(Dataset records)
↓
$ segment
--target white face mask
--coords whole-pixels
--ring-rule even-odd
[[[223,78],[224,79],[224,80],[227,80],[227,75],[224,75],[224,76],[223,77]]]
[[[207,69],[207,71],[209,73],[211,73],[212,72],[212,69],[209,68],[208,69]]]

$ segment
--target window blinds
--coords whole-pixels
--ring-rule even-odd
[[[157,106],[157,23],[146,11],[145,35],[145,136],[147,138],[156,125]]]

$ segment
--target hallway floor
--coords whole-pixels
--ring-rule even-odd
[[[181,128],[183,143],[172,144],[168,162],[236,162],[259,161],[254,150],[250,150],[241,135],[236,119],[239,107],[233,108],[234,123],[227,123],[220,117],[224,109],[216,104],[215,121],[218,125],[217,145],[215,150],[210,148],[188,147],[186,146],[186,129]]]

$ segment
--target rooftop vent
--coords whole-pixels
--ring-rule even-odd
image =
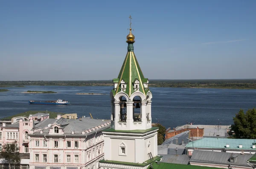
[[[226,148],[229,148],[229,144],[226,144]]]
[[[242,148],[243,148],[243,145],[242,144],[239,144],[239,148],[240,148],[240,149],[241,149]]]

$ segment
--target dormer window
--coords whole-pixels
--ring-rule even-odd
[[[54,133],[58,133],[58,127],[54,127]]]
[[[125,82],[123,79],[122,79],[120,83],[120,85],[121,85],[121,90],[122,91],[125,91],[125,90],[126,89],[126,84],[127,84],[125,83]]]
[[[140,89],[140,81],[136,79],[133,83],[134,84],[134,89],[135,90]]]

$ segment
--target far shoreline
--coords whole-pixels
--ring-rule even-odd
[[[78,95],[105,95],[106,94],[102,94],[102,93],[76,93],[76,94]]]

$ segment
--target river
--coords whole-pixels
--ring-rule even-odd
[[[109,93],[112,87],[41,86],[0,88],[0,118],[28,110],[76,113],[79,117],[109,119]],[[184,88],[150,88],[153,95],[153,122],[166,127],[193,123],[194,124],[231,124],[240,109],[246,111],[256,105],[256,90]],[[23,93],[27,90],[53,91],[57,93]],[[78,93],[103,95],[76,95]],[[46,101],[58,99],[68,101],[68,105],[29,104],[29,100]]]

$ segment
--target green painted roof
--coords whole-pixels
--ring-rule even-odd
[[[192,166],[191,165],[185,164],[177,164],[172,163],[166,163],[160,162],[159,164],[157,164],[157,162],[152,163],[153,169],[217,169],[215,167],[208,167],[206,166]],[[148,166],[148,169],[150,169],[150,166]]]
[[[129,163],[127,162],[123,162],[123,161],[113,161],[112,160],[102,160],[99,161],[100,163],[116,163],[116,164],[125,164],[128,165],[129,166],[145,166],[147,165],[148,165],[153,162],[157,161],[160,160],[161,158],[162,158],[163,156],[156,156],[153,158],[152,160],[148,160],[146,161],[146,163]]]
[[[203,138],[194,141],[189,143],[186,147],[198,147],[207,148],[219,148],[225,149],[253,149],[253,144],[256,142],[255,139],[240,139],[231,138]],[[230,145],[229,148],[226,148],[227,144]],[[242,148],[239,148],[239,144],[243,145]]]
[[[133,43],[128,44],[128,47],[131,45],[133,45]],[[129,50],[128,48],[128,52],[126,54],[118,77],[117,79],[113,79],[113,82],[116,82],[117,80],[118,80],[118,85],[116,90],[112,91],[113,95],[115,96],[121,91],[120,83],[122,80],[123,80],[127,84],[125,92],[129,96],[131,96],[134,92],[133,82],[136,79],[140,82],[140,91],[144,93],[145,96],[149,90],[145,88],[143,83],[146,82],[148,79],[144,78],[133,50]]]
[[[144,133],[149,132],[151,130],[154,130],[158,129],[159,127],[152,127],[150,129],[147,130],[116,130],[112,128],[105,130],[103,130],[105,132],[134,132],[134,133]]]

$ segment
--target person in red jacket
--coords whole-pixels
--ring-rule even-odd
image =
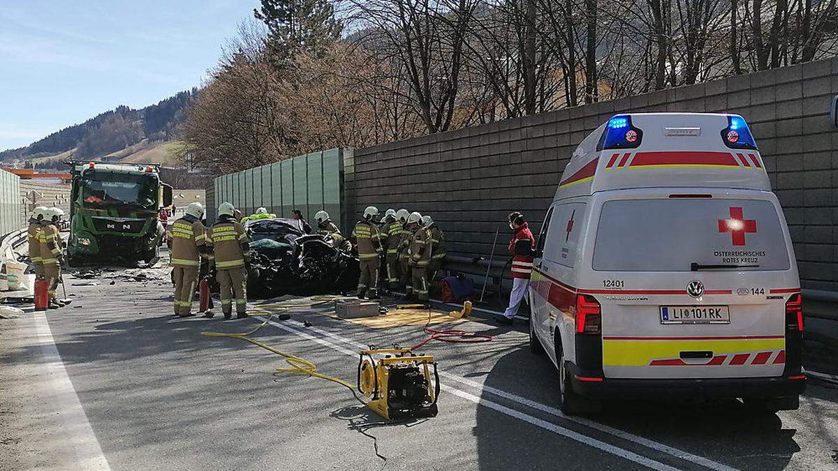
[[[510,307],[504,312],[503,317],[498,319],[499,323],[511,325],[512,318],[518,313],[526,288],[530,285],[530,273],[532,272],[531,252],[535,248],[535,238],[530,231],[529,225],[524,219],[524,215],[515,211],[510,214],[510,229],[512,230],[512,239],[510,240],[510,255],[512,256],[512,293],[510,294]],[[524,255],[530,254],[530,255]]]

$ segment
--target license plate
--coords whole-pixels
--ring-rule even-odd
[[[727,306],[661,306],[660,323],[730,323]]]

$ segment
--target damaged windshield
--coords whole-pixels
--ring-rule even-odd
[[[88,205],[150,208],[157,203],[157,180],[151,175],[85,174],[80,186],[81,200]]]

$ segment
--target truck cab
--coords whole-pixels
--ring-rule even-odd
[[[153,165],[67,163],[70,190],[70,265],[93,260],[151,261],[163,227],[161,208],[171,205],[172,187]]]
[[[573,153],[536,251],[530,343],[566,413],[613,396],[798,407],[796,259],[742,116],[613,116]]]

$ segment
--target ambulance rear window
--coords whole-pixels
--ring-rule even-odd
[[[788,270],[784,234],[769,201],[608,201],[599,217],[593,269],[690,272],[697,264],[702,269],[736,266],[739,270]]]

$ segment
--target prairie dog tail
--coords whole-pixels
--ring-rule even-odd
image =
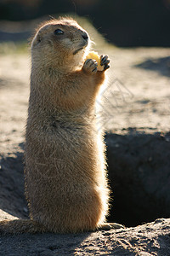
[[[45,227],[31,219],[0,221],[0,234],[43,233]]]

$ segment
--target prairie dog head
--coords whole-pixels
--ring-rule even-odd
[[[88,32],[75,20],[50,20],[37,30],[32,40],[32,64],[58,69],[70,66],[74,69],[81,65],[89,44]]]

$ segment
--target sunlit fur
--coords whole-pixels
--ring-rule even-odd
[[[57,28],[64,31],[54,35]],[[10,233],[80,232],[108,213],[105,151],[94,105],[105,72],[82,68],[88,45],[73,20],[46,22],[31,43],[26,136],[26,195],[31,220],[0,224]]]

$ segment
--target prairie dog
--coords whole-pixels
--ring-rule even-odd
[[[109,60],[100,57],[104,71],[95,60],[84,61],[89,46],[88,32],[66,18],[44,23],[33,38],[25,152],[31,219],[1,222],[0,230],[74,233],[107,227],[105,148],[94,105]]]

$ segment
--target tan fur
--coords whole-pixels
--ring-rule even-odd
[[[54,33],[59,28],[63,35]],[[3,222],[0,230],[80,232],[105,221],[105,148],[94,116],[105,72],[83,65],[84,32],[73,20],[53,20],[32,40],[25,154],[31,220]]]

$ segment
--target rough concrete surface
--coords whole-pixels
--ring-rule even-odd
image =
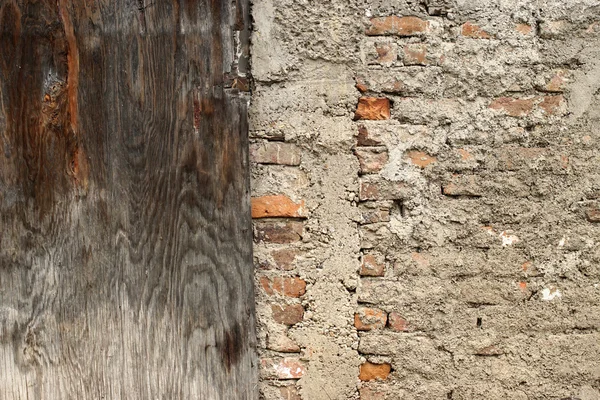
↑
WRITTEN PROBLEM -
Restate each entry word for word, leaving out any pictures.

FINISHED EXERCISE -
$ segment
--target white face mask
--coords whole-pixels
--ring-rule even-odd
[[[223,78],[224,79],[224,80],[227,80],[227,75],[224,75],[224,76],[223,77]]]
[[[207,69],[207,71],[209,73],[211,73],[212,72],[212,69],[209,68],[208,69]]]

$ segment
--target window blinds
--coords whole-pixels
--ring-rule even-odd
[[[157,106],[157,23],[146,11],[145,35],[145,136],[147,138],[156,125]]]

$ segment
--target hallway floor
--coords whole-pixels
--ring-rule even-odd
[[[181,128],[183,143],[172,144],[168,162],[236,162],[259,161],[254,150],[250,150],[241,135],[236,119],[239,107],[233,108],[234,123],[227,123],[220,117],[224,109],[216,104],[215,121],[218,125],[217,145],[215,150],[210,148],[188,147],[186,146],[186,129]]]

$ segment
--target rooftop vent
--coords whole-pixels
--ring-rule even-odd
image =
[[[226,148],[229,148],[229,144],[226,144]]]
[[[242,148],[243,148],[243,145],[242,144],[239,144],[239,148],[240,148],[240,149],[241,149]]]

$ segment
--target dormer window
--coords whole-pixels
--ring-rule even-odd
[[[54,133],[58,133],[58,127],[54,127]]]
[[[125,82],[123,79],[122,79],[120,83],[120,85],[121,85],[121,90],[122,91],[125,91],[125,90],[126,89],[126,84],[127,84],[125,83]]]
[[[140,89],[140,81],[136,79],[133,83],[134,84],[134,89],[135,90]]]

$ segment
--target far shoreline
--coords whole-pixels
--ring-rule even-odd
[[[78,95],[105,95],[106,94],[102,94],[102,93],[76,93],[76,94]]]

$ segment
--target river
--coords whole-pixels
--ring-rule even-odd
[[[109,93],[112,87],[41,86],[0,88],[0,118],[28,110],[76,113],[79,117],[109,119]],[[184,88],[150,88],[153,95],[153,122],[166,127],[193,123],[194,124],[231,124],[240,109],[246,111],[256,105],[256,90]],[[23,93],[27,90],[53,91],[57,93]],[[78,93],[103,95],[76,95]],[[46,101],[58,99],[68,101],[68,105],[29,104],[29,100]]]

$ segment
--target green painted roof
--coords whole-pixels
--ring-rule even-odd
[[[192,166],[191,165],[185,164],[177,164],[172,163],[166,163],[160,162],[159,164],[157,164],[157,162],[152,163],[153,169],[217,169],[215,167],[208,167],[206,166]],[[148,166],[148,169],[150,169],[150,166]]]
[[[129,163],[127,162],[123,162],[123,161],[113,161],[112,160],[102,160],[99,161],[100,163],[116,163],[116,164],[125,164],[128,165],[129,166],[145,166],[147,165],[148,165],[153,162],[157,161],[160,160],[161,158],[162,158],[163,156],[156,156],[153,158],[152,160],[148,160],[146,161],[146,163]]]
[[[203,138],[194,141],[189,143],[186,147],[198,147],[207,148],[219,148],[225,149],[253,149],[253,144],[256,142],[255,139],[240,139],[231,138]],[[230,145],[229,148],[226,148],[227,144]],[[242,148],[239,148],[239,144],[243,145]]]
[[[133,43],[128,44],[128,47],[131,45],[133,45]],[[129,50],[128,48],[128,52],[126,54],[118,77],[117,79],[113,79],[113,82],[116,82],[117,80],[118,80],[118,85],[116,90],[112,91],[113,95],[115,96],[121,91],[120,83],[122,80],[123,80],[127,84],[125,92],[129,96],[131,96],[134,92],[133,82],[136,79],[140,82],[140,91],[144,93],[145,96],[149,90],[145,88],[143,83],[146,82],[148,79],[144,78],[133,50]]]
[[[144,133],[149,132],[151,130],[154,130],[158,129],[159,127],[152,127],[150,129],[147,130],[116,130],[112,128],[105,130],[103,130],[105,132],[134,132],[134,133]]]

$ segment
--target person in red jacket
--coords whole-pixels
--ring-rule even-odd
image =
[[[510,307],[504,312],[503,317],[498,319],[499,323],[511,325],[512,318],[518,313],[526,288],[530,285],[530,273],[532,272],[531,252],[535,248],[535,238],[530,231],[529,225],[524,219],[524,215],[515,211],[510,214],[510,229],[512,230],[512,239],[510,240],[510,255],[512,256],[512,293],[510,294]],[[524,255],[530,254],[530,255]]]

$ segment
--target license plate
--coords whole-pixels
--ring-rule even-odd
[[[727,306],[661,306],[660,323],[730,323]]]

$ segment
--target damaged windshield
--coords whole-pixels
--ring-rule even-odd
[[[88,205],[150,208],[157,203],[157,180],[151,175],[85,174],[80,186],[81,200]]]

$ segment
--target truck cab
--coords whole-pixels
--ring-rule even-odd
[[[153,165],[67,163],[70,190],[70,265],[93,260],[151,261],[163,227],[161,208],[171,205],[172,187]]]
[[[573,153],[536,251],[530,343],[566,413],[613,396],[798,407],[796,259],[742,116],[613,116]]]

$ segment
--target ambulance rear window
--coords whole-pixels
--ring-rule even-odd
[[[788,270],[784,234],[769,201],[608,201],[599,217],[593,269],[690,272],[697,264],[702,269],[736,266],[739,270]]]

$ segment
--target prairie dog tail
--coords whole-pixels
--ring-rule even-odd
image =
[[[45,227],[31,219],[0,221],[0,234],[43,233]]]

$ segment
--target prairie dog head
--coords whole-pixels
--ring-rule even-odd
[[[88,32],[75,20],[50,20],[37,30],[32,40],[32,64],[58,69],[70,66],[74,69],[81,65],[89,44]]]

$ segment
--target sunlit fur
--coords whole-pixels
--ring-rule even-odd
[[[57,28],[64,31],[54,35]],[[10,233],[80,232],[108,213],[105,151],[94,105],[105,72],[82,68],[88,45],[73,20],[46,22],[31,43],[26,136],[26,195],[31,220],[0,224]]]

$ segment
--target prairie dog
--coords whole-pixels
--ring-rule even-odd
[[[109,60],[100,57],[104,71],[95,60],[84,61],[89,46],[88,32],[66,18],[44,23],[33,38],[25,152],[31,219],[1,222],[0,230],[74,233],[107,227],[105,148],[94,105]]]

$ segment
--target tan fur
--coords whole-pixels
--ring-rule even-odd
[[[54,33],[59,28],[63,35]],[[3,222],[0,230],[80,232],[105,221],[105,148],[94,116],[105,72],[83,65],[84,32],[73,20],[53,20],[32,40],[25,154],[31,220]]]

$ segment
--target rough concrete surface
--coords whole-pixels
--ring-rule even-odd
image =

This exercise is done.